### Problem requirements
Answer these questions from the article on Glynn Lunney:
(a) What was Lunney's call sign?
(b) In modern IT terms, what does the article say flight directors were?
(c) In what city was the Mission Operations Control Room?

### Document extract
-- Start --

Glynn Lunney — SRE Leadership

Robert Barron
6 min readMar 22, 2021

--

Glynn Lunney “Black Flight”, 1936–2021

Glynn Lunney, one of the most senior engineers of the Apollo project passed away on Friday, 20th of March 2021. Lunney was a leader and an inspiration to reliability engineers for over 50 years.

Glynn Lunney (NASA)

Glynn Lunney, call sign “Black Flight”, was one of the first of NASA’s flight directors, the engineers who orchestrated the space flights. While the astronauts flew, the flight directors had the responsibility for the overall success of the mission — overseeing everything from the moment the rocket lifted off until the astronauts were recovered by the navy. In modern IT parlance, they were Incident Commanders managing the most spectacular deployments of all time!
From their central command console in the Mission Operations Control Room (in Houston) they oversaw the casts of thousands supporting each flight and had final say on any operational decisions needed to ensure the success of the mission.

-- End --

### Information provided

-- Start --

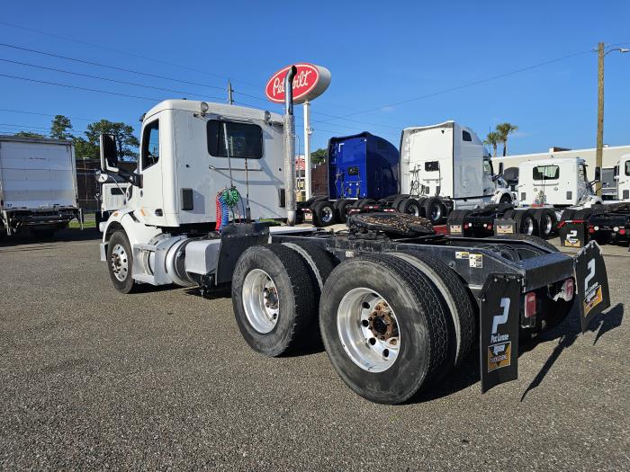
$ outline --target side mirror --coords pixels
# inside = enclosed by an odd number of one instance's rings
[[[104,172],[118,174],[118,149],[116,138],[111,134],[102,134],[101,145],[101,169]]]
[[[99,183],[106,183],[109,178],[110,176],[106,173],[96,171],[96,182]]]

-- End --

### Task answer
(a) "Black Flight"
(b) Incident Commanders
(c) Houston